■ DESCRIPTION OF THE TASK
Each line below should be reproduced without any alteration.

--- start RECORDS FOR THE EXERCISE ---

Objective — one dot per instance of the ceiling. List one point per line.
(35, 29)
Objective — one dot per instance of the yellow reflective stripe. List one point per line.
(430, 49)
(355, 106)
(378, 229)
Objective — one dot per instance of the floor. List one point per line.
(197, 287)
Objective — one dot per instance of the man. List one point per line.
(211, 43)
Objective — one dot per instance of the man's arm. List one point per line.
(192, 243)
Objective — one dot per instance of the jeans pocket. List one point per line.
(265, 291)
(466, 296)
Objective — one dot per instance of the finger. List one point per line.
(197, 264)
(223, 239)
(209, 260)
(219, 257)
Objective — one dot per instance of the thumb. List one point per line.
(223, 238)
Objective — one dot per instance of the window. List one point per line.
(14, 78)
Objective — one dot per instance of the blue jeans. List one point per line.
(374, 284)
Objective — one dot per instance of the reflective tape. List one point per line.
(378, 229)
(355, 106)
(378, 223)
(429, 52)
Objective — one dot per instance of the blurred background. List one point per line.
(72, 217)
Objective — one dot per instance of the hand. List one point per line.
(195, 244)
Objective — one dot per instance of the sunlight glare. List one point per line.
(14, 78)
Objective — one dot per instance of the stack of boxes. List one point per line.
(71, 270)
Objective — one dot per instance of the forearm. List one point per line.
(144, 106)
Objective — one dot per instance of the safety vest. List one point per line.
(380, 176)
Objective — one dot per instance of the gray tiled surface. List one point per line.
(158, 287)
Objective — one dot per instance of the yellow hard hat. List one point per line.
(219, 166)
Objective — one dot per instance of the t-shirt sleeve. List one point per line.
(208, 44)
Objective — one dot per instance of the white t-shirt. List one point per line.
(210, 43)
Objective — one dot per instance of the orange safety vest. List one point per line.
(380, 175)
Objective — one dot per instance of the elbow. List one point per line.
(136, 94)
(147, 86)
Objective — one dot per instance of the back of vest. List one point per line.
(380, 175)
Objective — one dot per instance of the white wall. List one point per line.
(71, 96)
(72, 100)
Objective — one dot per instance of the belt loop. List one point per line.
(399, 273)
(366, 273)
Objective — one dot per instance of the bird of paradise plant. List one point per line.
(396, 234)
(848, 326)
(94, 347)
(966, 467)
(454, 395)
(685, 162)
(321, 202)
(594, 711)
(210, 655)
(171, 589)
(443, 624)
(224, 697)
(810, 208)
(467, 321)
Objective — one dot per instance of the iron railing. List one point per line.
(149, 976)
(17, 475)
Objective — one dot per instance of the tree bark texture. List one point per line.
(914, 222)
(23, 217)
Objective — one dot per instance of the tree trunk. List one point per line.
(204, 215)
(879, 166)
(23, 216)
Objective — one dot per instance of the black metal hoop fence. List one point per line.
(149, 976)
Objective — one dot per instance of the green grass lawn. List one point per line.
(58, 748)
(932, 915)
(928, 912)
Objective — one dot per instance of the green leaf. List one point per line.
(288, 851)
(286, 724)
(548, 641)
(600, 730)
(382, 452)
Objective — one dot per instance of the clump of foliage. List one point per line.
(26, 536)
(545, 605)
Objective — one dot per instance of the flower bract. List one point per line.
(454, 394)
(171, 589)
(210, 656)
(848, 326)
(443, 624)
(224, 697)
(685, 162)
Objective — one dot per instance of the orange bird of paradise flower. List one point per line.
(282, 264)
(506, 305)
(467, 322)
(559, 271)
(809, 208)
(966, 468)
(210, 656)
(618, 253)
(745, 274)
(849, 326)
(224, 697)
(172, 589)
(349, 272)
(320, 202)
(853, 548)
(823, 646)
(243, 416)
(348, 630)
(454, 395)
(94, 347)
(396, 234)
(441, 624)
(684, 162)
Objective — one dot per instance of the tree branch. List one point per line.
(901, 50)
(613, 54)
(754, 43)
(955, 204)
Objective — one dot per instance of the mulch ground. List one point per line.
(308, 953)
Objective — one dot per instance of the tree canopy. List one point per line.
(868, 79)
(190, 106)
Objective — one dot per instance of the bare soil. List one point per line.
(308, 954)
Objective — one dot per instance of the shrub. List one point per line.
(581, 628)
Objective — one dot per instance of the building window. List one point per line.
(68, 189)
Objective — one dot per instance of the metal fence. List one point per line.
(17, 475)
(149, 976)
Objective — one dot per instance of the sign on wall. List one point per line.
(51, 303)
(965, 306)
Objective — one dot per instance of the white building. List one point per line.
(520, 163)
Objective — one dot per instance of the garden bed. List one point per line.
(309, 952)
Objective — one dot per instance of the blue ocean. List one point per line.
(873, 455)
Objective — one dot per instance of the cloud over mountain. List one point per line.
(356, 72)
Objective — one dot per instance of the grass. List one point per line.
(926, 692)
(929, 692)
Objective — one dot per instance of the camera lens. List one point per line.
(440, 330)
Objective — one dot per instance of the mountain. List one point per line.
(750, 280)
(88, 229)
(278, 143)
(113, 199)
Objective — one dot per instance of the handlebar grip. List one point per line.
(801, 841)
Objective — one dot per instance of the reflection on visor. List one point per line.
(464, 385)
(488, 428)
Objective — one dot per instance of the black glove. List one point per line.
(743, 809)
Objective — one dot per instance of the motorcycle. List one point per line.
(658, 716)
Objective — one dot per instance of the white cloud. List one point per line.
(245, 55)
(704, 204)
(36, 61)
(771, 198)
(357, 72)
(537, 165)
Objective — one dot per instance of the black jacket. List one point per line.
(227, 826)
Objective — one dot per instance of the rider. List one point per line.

--- end RECORDS FOR THE EXERCISE ---

■ FINISHED ANSWER
Objective — one dot per instance of the ceiling. List one point per line.
(35, 29)
Objective — one dot per instance of the yellow reflective stripe. List one point per line.
(430, 49)
(355, 106)
(378, 229)
Objective — one dot per instance of the floor. List one point per line.
(197, 287)
Objective — one dot per instance of the man. List one point per line.
(211, 43)
Objective — one dot per instance of the man's arm. List one point per line.
(192, 243)
Objective — one dot per instance of the jeans pocket. List one point per line.
(265, 291)
(466, 296)
Objective — one dot per instance of the finger. List one point per line.
(197, 264)
(223, 239)
(209, 260)
(219, 257)
Objective — one dot per instance of the thumb. List one point per line.
(223, 238)
Objective — one dot per instance of the window. List one point per line.
(14, 78)
Objective — one dot per instance of the blue jeans. List one point per line.
(374, 284)
Objective — one dot per instance of the reflective tape. List one point per line.
(378, 229)
(355, 106)
(378, 223)
(429, 52)
Objective — one dot per instance of the blurred background. List one point per line.
(72, 217)
Objective — one dot per instance of the hand. List one point per line.
(195, 244)
Objective — one dot per instance of the sunlight glare. List one point per line.
(14, 78)
Objective — one dot per instance of the stack of boxes. List one point per line.
(71, 270)
Objective — one dot per instance of the forearm. List one point per line.
(144, 106)
Objective — one dot per instance of the safety vest. List one point per line.
(380, 176)
Objective — one dot per instance of the gray tiled surface. List one point per line.
(158, 287)
Objective — one dot per instance of the yellow hard hat. List one point per line.
(219, 166)
Objective — one dot per instance of the t-shirt sleeve. List one point per line.
(208, 44)
Objective — one dot per instance of the white t-shirt. List one point per line.
(210, 43)
Objective — one dot per instance of the orange safety vest. List one point per line.
(380, 175)
Objective — one dot per instance of the elbow. List one point per line.
(136, 94)
(147, 86)
Objective — one dot per instance of the back of vest. List one point per line.
(380, 175)
Objective — one dot per instance of the white wall. List one point per line.
(71, 96)
(72, 100)
Objective — one dot per instance of the belt loop. List one point per line.
(399, 273)
(366, 273)
Objective — one dot per instance of the bird of paradise plant. List one point per line.
(396, 234)
(848, 326)
(94, 347)
(966, 467)
(454, 395)
(685, 162)
(321, 202)
(594, 711)
(210, 655)
(171, 589)
(443, 624)
(224, 697)
(810, 208)
(467, 321)
Objective — one dot per instance of the iron railing. List one point per line.
(149, 976)
(17, 475)
Objective — one dot per instance of the tree bark texture. List one point per line.
(914, 222)
(23, 217)
Objective — one dot per instance of the tree trunk. List one point per line.
(204, 215)
(879, 166)
(23, 216)
Objective — one dot per instance of the black metal hoop fence. List one point per line.
(149, 976)
Objective — one dot per instance of the green grass lawn. List one point per line.
(58, 748)
(932, 915)
(928, 912)
Objective — one dot per instance of the green leaf. List one point per line.
(288, 851)
(286, 724)
(548, 641)
(600, 730)
(382, 452)
Objective — one dot per instance of the clump of foliage. List one point per line.
(26, 536)
(545, 605)
Objective — one dot per instance of the flower bract. List one point per line.
(454, 394)
(171, 589)
(210, 656)
(848, 326)
(443, 624)
(224, 697)
(685, 162)
Objective — one dot per instance of the orange bird of paradise flower. List one point per line.
(282, 264)
(506, 305)
(467, 322)
(559, 271)
(809, 208)
(966, 468)
(210, 656)
(618, 253)
(745, 274)
(849, 326)
(224, 697)
(172, 589)
(349, 272)
(320, 202)
(853, 548)
(823, 646)
(243, 416)
(348, 630)
(454, 395)
(94, 347)
(396, 234)
(441, 624)
(684, 162)
Objective — one dot per instance of the tree branch. List one point per line.
(901, 50)
(613, 54)
(754, 43)
(955, 204)
Objective — one dot per instance of the mulch ground. List one point per line.
(308, 953)
Objective — one dot per instance of the tree canopy. List one point per line.
(868, 79)
(190, 106)
Objective — one dot per instance of the bare soil. List one point per line.
(308, 954)
Objective — one dot per instance of the shrub. List one point per line.
(581, 628)
Objective — one dot per instance of the building window. List one point per line.
(68, 189)
Objective — one dot per instance of the metal fence. List one point per line.
(17, 475)
(149, 976)
Objective — one dot per instance of the sign on wall. List one point per line.
(51, 303)
(965, 306)
Objective — one dot per instance of the white building. List one point per line.
(520, 163)
Objective — one dot per instance of the garden bed. List one point per line.
(309, 952)
Objective — one dot per instance of the blue ocean. List one point per line.
(873, 455)
Objective — one dot per instance of the cloud over mountain. List one point per line.
(356, 72)
Objective — one dot per instance of the grass. List one point per line.
(926, 692)
(929, 692)
Objective — one dot per instance of the camera lens. List one point per line.
(440, 330)
Objective — one dot per instance of the mountain. List one point per line.
(750, 280)
(88, 229)
(278, 143)
(113, 199)
Objective — one dot per instance of the handlebar grip. List one point per line.
(801, 841)
Objective — one dot per instance of the reflection on visor. List one point per line.
(464, 385)
(488, 428)
Objective — one dot per instance of the black glove. List one point per line.
(743, 809)
Objective — one dot per instance of the motorcycle. List one point per line.
(658, 716)
Objective — one dot per instance of the white cloud. List one point per line.
(245, 55)
(704, 204)
(36, 61)
(771, 198)
(357, 72)
(537, 165)
Objective — one dot per instance of the black jacket. List one point per line.
(227, 826)
Objective — one dot per instance of the rider. List one point per line.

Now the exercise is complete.